→ Supplied entries:

========

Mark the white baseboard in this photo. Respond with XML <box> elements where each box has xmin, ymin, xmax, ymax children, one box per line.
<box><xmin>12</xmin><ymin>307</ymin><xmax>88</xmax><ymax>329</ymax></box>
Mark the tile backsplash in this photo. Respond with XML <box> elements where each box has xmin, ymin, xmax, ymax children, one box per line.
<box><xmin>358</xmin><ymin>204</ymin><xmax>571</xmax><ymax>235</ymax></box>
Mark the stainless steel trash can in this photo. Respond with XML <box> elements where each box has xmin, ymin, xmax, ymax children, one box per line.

========

→ Problem details:
Lay out every line of the items above as a Markdown table with two columns, Row and Line: Row holds the row number and Line holds the text of that line. Leave out blank lines.

→ Response to the task:
| Row | Line |
|---|---|
| 1 | Mark the white baseboard in this photo. Respond with XML <box> elements where each box has xmin, ymin, xmax, ymax children, one box per line. |
| 2 | <box><xmin>12</xmin><ymin>307</ymin><xmax>88</xmax><ymax>329</ymax></box> |
| 3 | Mark the tile backsplash in this photo. Respond with XML <box> elements where each box has xmin, ymin, xmax, ymax children, one box per line. |
| 4 | <box><xmin>358</xmin><ymin>204</ymin><xmax>571</xmax><ymax>235</ymax></box> |
| 5 | Mark the stainless steel trash can in this photo. Respond with XML <box> elements where each box has xmin, ymin, xmax, ymax children, one box per line. |